■ **WORK TO COMPLETE**
Change "vanity" to "dressing table" in the Peaches Christ article below, and give back its text starting with "Drag actress Peggy" and going on through "hairpieces are displayed.".
═══ EXERCISE PASSAGE
Peaches Christ
SF's iconic drag horror director: the man behind the makeup
In the center of the SF State soundstage, a distressed drag queen whirls around a soiled set, clutching her stomach. A putrid mixture of oatmeal, corn syrup, and cherries covers nearly every surface of the mock dressing room, dripping from the walls and pooling on the floor.
Drag actress Peggy L'eggs fights back another fake vomit attack, catching herself on the counter of a vanity where a handful of large drag hairpieces are displayed.
“No! Not the wigs! Not the wigs!” she says turning herself away to shield them from her uncontrollable spewing. Doubling over she looks panicked toward the camera.
“Uh oh,” she says.
With a violent squirt from a repurposed water canon pool toy off-camera, the wigs are blasted with a steady stream of faux diarrhea.
“And cut!” says director Joshua Grannell. The cast and crew erupts into a buzz of laugher and one-liners they've been saving for this shot. Grannell remains focused.
“Peggy honey, I think you need to bend over more. Remember, your hole has to line up to spray the wigs,” Grannell says matter-of-factly.
Directing the splatter patterns of fake vomit and diarrhea may be an unusual shoot for many directors, but for Grannell, it's just another day at the office.
══════
═══ GIVEN ENTRIES
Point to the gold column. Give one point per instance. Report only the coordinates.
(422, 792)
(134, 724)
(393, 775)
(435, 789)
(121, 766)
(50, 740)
══════
■ **YOUR SOLUTION**
Drag actress Peggy L'eggs fights back another fake vomit attack, catching herself on the counter of a dressing table where a handful of large drag hairpieces are displayed.